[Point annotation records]
============================================================

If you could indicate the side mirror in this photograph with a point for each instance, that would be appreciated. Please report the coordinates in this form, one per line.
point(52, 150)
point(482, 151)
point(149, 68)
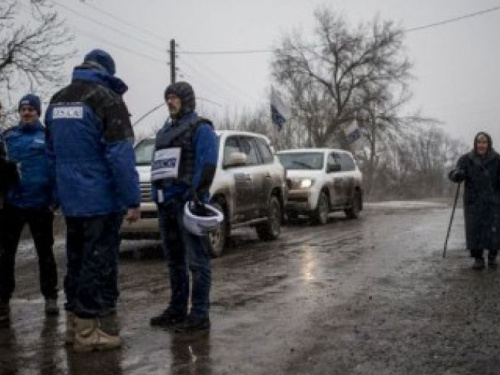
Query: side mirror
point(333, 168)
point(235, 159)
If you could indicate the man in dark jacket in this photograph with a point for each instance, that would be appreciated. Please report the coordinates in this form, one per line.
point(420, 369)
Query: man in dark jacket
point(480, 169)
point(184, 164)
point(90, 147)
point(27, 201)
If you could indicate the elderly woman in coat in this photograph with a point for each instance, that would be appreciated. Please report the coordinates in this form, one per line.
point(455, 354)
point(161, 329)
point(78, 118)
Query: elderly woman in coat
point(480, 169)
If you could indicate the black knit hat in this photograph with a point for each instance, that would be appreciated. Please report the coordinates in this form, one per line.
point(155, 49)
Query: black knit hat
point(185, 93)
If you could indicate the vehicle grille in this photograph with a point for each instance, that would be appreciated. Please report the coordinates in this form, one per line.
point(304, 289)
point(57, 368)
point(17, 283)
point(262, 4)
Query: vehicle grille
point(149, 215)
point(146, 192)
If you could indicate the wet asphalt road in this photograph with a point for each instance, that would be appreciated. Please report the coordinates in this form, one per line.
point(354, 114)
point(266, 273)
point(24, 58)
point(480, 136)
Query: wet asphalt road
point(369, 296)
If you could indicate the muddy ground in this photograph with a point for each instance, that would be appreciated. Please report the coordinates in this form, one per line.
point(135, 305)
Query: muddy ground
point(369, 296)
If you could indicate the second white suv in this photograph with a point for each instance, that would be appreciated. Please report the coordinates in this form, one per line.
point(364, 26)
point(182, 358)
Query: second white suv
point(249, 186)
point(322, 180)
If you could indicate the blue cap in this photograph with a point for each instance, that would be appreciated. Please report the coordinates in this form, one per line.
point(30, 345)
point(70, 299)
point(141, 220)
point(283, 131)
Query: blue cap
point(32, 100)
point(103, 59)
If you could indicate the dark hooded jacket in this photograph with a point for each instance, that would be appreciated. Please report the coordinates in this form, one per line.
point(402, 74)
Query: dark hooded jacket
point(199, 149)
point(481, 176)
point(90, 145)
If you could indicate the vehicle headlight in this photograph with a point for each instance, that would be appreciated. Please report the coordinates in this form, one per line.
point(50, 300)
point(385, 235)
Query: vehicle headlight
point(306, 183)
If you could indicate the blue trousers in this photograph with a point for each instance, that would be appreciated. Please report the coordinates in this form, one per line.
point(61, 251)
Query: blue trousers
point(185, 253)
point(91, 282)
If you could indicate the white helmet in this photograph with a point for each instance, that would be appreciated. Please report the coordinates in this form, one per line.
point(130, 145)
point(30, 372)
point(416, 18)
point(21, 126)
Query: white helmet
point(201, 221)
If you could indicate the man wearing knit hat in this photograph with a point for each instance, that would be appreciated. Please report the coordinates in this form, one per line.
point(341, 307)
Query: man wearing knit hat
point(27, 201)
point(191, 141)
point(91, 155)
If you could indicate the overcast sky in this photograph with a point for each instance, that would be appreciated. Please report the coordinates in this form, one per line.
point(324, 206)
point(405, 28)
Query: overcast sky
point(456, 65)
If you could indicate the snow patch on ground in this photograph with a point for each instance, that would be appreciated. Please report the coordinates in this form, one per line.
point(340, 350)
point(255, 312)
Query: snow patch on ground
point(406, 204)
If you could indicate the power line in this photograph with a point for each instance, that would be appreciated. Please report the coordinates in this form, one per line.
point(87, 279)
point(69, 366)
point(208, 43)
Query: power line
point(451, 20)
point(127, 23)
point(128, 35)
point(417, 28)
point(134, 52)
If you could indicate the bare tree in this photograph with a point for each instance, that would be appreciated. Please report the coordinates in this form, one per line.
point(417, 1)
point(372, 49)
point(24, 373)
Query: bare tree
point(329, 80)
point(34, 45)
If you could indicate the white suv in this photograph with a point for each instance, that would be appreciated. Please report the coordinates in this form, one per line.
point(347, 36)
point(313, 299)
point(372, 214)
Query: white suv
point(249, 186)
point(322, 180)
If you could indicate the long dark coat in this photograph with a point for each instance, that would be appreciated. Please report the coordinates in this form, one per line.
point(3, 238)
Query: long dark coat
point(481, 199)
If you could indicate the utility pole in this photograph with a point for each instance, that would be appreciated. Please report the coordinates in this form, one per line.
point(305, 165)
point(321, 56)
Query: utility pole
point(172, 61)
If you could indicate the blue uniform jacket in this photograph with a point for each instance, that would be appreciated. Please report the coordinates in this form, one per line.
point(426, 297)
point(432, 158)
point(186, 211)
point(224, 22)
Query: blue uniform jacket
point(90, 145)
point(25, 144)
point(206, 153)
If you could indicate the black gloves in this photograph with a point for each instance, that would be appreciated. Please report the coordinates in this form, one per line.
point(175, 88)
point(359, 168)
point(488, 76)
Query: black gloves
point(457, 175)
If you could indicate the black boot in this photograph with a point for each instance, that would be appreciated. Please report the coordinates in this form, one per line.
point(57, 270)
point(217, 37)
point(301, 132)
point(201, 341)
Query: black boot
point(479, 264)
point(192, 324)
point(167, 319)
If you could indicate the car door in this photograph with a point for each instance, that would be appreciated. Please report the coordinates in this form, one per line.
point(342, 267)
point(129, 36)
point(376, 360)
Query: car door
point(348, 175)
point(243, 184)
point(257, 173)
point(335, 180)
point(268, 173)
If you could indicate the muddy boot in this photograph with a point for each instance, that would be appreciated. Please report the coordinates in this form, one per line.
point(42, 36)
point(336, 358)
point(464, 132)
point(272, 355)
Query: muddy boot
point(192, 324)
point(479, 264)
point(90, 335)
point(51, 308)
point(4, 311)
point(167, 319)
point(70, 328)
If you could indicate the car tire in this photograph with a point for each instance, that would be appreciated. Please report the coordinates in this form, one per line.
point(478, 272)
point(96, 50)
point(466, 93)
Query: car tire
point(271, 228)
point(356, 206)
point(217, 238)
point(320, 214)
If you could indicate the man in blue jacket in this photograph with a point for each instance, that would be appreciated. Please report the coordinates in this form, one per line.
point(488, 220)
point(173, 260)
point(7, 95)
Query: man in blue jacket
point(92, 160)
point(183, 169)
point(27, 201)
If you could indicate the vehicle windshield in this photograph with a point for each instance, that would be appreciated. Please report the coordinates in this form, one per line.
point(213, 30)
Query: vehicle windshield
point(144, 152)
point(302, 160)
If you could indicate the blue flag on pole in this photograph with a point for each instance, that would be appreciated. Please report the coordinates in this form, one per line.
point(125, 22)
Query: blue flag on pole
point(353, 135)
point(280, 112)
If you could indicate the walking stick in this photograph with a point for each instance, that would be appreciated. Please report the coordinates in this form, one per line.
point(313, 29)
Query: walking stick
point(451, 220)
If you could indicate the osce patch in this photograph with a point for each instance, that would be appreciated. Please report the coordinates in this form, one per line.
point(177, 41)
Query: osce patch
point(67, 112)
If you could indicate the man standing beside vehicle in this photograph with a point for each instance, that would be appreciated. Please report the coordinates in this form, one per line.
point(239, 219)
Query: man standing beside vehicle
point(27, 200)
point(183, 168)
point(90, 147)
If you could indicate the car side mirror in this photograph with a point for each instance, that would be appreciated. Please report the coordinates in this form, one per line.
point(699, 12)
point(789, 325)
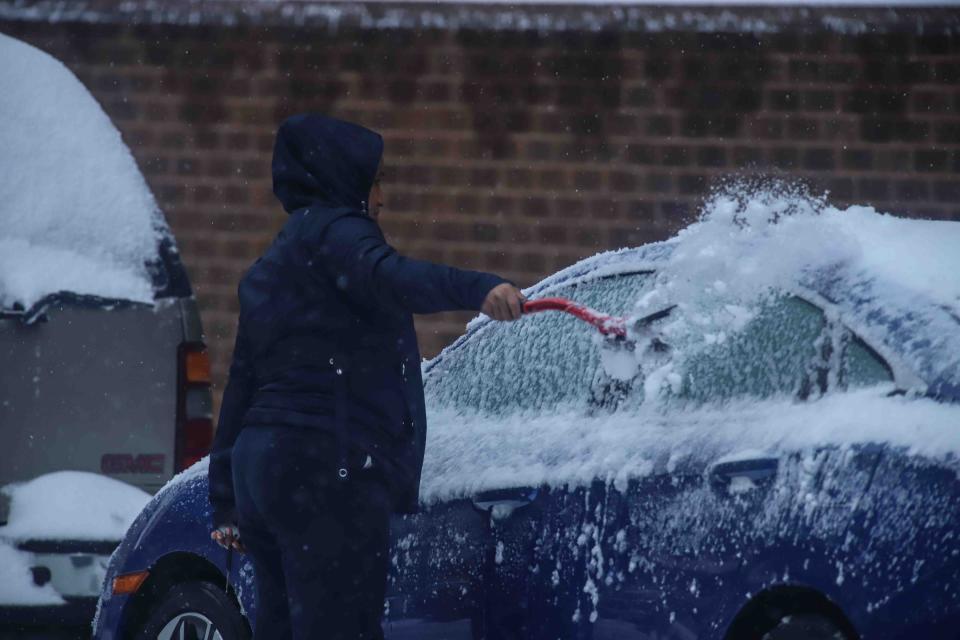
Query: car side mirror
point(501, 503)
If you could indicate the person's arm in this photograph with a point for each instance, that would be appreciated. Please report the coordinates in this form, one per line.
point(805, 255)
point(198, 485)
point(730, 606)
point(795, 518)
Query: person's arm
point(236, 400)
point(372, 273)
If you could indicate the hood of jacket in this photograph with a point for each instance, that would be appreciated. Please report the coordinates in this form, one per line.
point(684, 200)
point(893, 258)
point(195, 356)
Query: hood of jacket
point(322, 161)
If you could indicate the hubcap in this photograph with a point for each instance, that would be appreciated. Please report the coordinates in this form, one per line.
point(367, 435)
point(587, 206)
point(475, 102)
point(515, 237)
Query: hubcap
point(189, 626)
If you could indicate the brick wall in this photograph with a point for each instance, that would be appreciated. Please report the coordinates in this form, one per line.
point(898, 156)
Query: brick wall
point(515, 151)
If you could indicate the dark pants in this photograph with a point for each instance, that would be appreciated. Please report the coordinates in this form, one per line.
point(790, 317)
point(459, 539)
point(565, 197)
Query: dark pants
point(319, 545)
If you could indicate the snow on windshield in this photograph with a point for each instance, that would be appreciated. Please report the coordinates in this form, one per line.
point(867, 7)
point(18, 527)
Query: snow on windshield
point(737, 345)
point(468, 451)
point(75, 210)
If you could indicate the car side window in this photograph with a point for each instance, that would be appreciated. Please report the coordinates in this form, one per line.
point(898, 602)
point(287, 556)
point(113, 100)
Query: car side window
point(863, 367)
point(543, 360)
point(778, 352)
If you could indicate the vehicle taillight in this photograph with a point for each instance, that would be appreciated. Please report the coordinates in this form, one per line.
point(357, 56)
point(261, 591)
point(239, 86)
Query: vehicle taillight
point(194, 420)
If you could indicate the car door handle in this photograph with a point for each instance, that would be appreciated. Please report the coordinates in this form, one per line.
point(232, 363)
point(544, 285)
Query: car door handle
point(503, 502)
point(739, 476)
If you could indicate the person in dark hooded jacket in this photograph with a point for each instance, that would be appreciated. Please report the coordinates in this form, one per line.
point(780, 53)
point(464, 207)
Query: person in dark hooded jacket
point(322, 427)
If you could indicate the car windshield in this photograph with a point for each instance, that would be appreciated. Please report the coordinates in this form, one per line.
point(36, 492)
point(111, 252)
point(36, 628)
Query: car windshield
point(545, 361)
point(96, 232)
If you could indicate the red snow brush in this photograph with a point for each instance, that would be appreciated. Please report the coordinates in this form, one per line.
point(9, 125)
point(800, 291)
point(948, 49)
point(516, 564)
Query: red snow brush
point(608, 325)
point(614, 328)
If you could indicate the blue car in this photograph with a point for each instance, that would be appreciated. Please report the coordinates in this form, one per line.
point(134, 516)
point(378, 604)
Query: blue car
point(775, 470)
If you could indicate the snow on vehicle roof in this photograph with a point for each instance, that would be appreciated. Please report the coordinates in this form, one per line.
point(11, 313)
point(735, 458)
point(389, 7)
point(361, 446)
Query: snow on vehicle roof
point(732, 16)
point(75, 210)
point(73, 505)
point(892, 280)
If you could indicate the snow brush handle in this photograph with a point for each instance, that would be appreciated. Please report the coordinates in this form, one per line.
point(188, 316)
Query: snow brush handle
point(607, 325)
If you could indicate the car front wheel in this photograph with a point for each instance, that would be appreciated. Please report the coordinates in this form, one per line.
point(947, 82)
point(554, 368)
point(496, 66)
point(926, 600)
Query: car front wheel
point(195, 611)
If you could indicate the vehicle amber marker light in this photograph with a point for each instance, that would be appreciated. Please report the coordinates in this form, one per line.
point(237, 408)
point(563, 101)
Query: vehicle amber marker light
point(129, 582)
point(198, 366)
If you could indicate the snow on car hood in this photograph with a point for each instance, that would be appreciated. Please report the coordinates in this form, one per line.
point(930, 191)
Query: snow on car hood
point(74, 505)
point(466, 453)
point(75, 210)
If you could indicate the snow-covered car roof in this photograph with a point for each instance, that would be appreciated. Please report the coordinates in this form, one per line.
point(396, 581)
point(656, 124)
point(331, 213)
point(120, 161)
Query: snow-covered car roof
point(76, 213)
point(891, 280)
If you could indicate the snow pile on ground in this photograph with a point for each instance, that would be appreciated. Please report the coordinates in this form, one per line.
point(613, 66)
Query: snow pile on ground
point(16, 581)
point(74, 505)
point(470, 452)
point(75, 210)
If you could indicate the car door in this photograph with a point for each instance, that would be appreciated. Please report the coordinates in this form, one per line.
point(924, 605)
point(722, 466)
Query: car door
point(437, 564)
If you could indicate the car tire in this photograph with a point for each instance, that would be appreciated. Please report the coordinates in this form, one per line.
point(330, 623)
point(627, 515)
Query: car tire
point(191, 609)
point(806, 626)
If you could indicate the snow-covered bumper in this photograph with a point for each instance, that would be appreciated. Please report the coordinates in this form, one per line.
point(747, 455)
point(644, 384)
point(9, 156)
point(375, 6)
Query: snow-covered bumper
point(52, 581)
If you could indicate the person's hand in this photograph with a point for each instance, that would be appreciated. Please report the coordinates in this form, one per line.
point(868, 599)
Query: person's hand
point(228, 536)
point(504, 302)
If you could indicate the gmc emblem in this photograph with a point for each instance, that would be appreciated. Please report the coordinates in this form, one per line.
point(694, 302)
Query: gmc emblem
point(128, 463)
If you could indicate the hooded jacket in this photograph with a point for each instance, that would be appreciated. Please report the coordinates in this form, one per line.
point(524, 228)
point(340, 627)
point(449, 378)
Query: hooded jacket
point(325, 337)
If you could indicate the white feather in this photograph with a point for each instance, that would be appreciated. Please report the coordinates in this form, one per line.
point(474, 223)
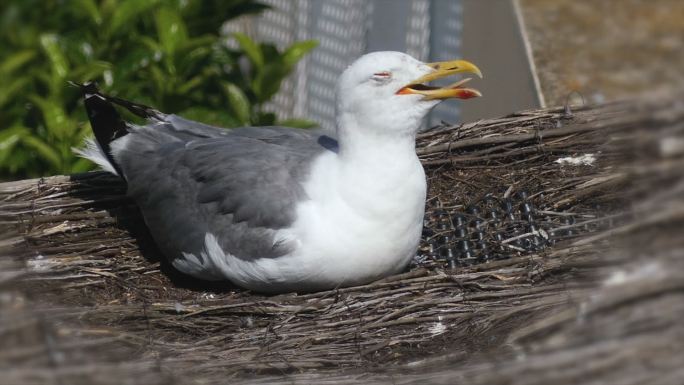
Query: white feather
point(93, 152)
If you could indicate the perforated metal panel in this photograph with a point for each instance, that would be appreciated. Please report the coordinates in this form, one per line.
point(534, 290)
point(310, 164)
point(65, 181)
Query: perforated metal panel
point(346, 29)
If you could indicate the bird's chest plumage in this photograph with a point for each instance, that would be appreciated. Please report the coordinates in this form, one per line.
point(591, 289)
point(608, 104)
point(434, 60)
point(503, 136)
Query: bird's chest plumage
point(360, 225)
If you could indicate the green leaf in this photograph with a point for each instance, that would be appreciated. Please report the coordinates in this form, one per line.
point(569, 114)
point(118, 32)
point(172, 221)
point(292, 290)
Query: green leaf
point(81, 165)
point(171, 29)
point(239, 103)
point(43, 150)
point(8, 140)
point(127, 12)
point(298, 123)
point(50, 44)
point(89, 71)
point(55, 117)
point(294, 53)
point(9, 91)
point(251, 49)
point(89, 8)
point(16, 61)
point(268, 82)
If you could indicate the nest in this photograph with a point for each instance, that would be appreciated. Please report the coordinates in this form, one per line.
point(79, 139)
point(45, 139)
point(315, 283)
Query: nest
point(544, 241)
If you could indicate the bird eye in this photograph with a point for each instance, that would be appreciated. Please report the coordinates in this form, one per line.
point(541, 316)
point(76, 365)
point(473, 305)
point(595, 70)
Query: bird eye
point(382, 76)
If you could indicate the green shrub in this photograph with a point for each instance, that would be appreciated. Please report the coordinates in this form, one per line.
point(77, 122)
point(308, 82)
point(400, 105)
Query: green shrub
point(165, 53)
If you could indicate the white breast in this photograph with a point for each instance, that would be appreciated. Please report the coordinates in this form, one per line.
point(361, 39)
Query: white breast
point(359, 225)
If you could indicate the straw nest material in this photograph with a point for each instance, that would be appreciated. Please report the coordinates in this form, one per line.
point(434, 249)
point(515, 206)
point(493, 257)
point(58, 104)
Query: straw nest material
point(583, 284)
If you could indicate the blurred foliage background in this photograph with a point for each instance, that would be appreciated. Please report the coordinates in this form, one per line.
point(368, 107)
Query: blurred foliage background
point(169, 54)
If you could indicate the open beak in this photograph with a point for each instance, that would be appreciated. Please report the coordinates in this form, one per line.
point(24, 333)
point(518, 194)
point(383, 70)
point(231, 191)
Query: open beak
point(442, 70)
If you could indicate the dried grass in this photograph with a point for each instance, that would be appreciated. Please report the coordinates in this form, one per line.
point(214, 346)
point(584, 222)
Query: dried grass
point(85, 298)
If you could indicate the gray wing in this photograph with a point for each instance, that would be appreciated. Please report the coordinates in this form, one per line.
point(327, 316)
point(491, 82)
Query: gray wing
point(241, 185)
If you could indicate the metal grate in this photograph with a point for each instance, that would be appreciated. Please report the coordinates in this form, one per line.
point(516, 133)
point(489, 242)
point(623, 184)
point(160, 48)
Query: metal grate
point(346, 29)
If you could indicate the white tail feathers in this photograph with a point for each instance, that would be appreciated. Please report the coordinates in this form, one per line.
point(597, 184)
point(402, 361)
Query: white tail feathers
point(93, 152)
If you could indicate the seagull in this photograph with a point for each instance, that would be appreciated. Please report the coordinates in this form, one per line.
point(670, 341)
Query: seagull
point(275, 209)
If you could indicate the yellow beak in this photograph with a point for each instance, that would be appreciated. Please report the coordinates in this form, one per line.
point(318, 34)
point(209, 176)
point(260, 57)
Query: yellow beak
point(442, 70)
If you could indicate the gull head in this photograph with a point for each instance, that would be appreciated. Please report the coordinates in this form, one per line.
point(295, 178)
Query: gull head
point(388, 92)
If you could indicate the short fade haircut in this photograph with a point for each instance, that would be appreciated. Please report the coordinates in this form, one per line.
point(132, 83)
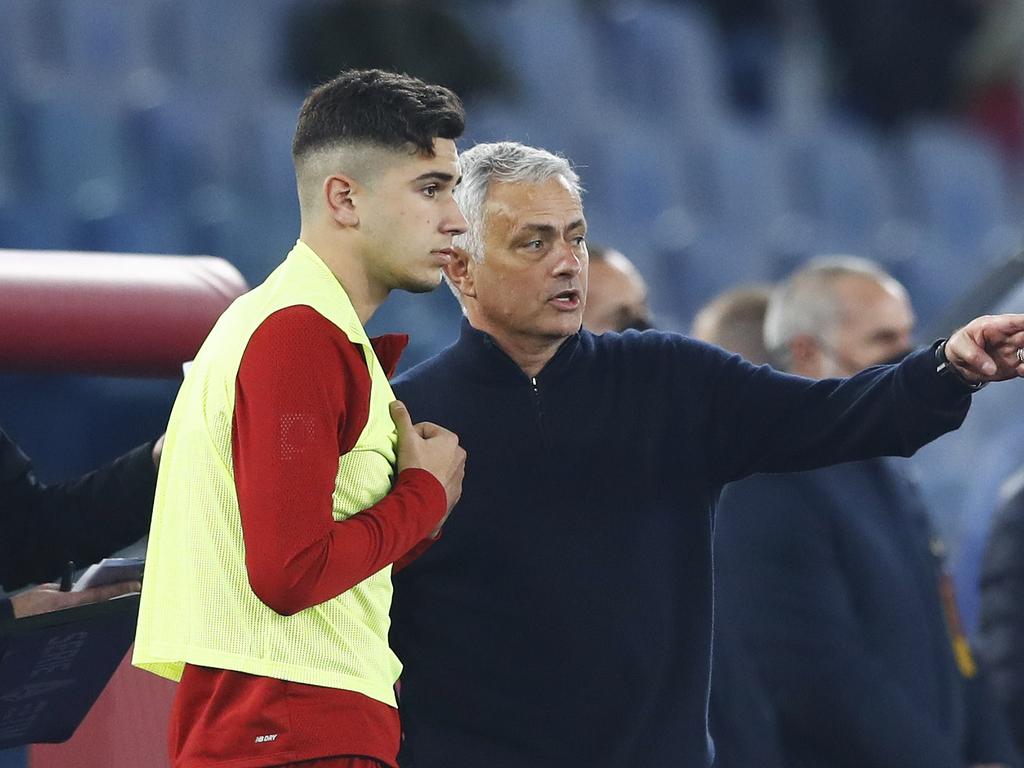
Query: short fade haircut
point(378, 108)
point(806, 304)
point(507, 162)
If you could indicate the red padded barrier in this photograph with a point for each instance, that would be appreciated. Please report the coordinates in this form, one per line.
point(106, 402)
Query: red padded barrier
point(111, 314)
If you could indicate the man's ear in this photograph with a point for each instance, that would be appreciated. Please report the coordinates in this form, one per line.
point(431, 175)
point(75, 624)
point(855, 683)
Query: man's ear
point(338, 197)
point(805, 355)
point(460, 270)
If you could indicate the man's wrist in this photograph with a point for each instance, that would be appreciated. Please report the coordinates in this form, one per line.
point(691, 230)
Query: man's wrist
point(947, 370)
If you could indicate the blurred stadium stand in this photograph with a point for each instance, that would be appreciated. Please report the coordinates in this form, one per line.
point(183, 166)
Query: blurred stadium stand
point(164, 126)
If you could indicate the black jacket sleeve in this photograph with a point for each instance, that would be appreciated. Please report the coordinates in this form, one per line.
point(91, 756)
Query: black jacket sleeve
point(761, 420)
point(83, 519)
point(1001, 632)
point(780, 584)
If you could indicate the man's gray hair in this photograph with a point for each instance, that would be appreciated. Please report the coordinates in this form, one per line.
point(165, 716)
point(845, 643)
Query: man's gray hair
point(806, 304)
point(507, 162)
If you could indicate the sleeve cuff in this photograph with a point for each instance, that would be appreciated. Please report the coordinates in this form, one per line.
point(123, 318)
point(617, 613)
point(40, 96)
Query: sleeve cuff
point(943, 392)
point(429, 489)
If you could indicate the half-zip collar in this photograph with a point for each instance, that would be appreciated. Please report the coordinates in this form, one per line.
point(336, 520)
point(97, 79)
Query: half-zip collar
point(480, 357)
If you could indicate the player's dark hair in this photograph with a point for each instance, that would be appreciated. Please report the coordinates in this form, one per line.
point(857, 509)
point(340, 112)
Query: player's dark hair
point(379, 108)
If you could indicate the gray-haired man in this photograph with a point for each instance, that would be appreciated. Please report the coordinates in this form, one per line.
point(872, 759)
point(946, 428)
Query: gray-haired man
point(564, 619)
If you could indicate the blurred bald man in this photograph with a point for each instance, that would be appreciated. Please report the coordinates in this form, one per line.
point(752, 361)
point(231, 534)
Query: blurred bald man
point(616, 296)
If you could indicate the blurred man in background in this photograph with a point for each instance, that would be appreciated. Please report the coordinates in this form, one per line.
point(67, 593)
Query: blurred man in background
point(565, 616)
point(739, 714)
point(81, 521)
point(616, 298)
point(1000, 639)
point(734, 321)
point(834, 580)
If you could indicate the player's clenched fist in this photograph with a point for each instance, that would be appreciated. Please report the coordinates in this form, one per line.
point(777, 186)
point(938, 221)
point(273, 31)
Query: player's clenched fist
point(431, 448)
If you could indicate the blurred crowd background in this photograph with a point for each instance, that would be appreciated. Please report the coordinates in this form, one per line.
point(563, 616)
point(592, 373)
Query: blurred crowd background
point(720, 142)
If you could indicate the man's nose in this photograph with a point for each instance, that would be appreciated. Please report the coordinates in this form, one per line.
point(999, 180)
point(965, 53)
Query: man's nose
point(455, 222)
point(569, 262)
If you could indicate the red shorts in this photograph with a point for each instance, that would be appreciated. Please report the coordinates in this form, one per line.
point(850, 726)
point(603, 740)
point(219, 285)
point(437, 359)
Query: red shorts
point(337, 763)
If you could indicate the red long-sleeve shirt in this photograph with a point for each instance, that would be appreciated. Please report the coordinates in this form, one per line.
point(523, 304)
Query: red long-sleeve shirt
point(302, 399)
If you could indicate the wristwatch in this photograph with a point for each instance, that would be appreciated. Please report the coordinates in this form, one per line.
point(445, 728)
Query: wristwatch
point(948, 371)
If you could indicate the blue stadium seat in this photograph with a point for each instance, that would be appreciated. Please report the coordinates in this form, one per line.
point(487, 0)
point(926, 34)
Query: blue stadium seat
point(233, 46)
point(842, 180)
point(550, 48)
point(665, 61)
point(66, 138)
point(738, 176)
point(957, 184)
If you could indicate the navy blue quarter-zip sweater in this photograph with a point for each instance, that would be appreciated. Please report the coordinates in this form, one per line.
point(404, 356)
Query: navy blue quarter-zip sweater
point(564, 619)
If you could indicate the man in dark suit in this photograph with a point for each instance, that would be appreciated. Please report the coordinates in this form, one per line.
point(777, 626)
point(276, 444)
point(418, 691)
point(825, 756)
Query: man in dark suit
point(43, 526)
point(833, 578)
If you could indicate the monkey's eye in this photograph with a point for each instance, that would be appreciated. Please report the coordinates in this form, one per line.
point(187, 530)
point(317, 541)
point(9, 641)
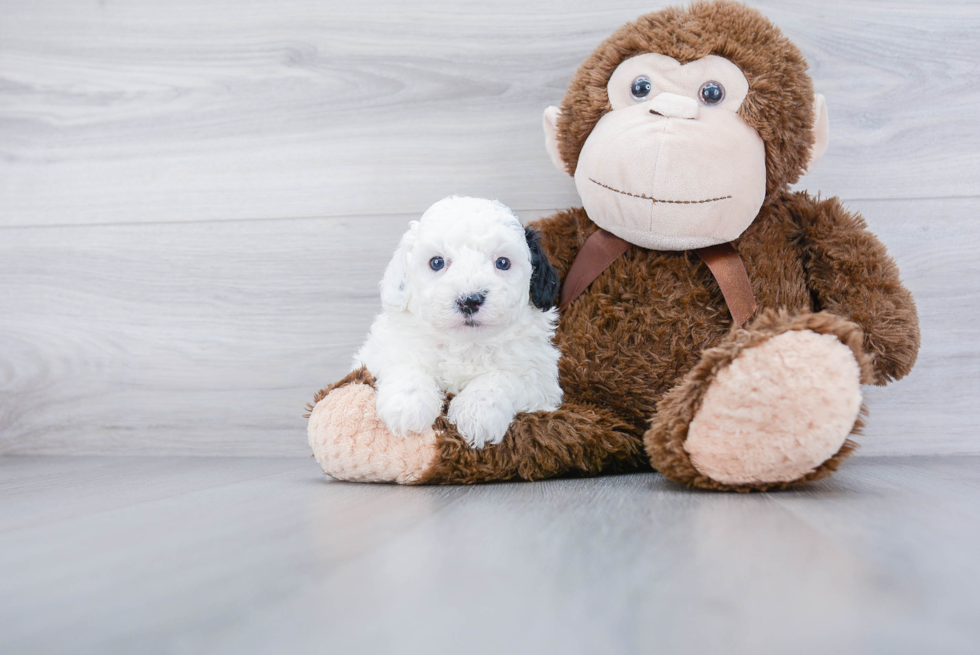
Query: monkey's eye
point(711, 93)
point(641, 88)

============================================================

PROBLEM DESCRIPTION
Reproduce the lines of the records without any change, starting at the line that contains "If you could indicate the hubcap" and ending at the line that contains "point(515, 151)", with both of those lines included.

EXERCISE RESPONSE
If you could indicate the hubcap in this photograph with a point for each instance, that would be appreciated. Please report the coordinates in this form, one per line.
point(367, 435)
point(587, 206)
point(475, 102)
point(515, 237)
Query: hubcap
point(189, 626)
If you could indicate the brick wall in this photograph with a point for each instance, that would be appreciated. Please report the coordinates in this form, one per line.
point(898, 156)
Query: brick wall
point(515, 151)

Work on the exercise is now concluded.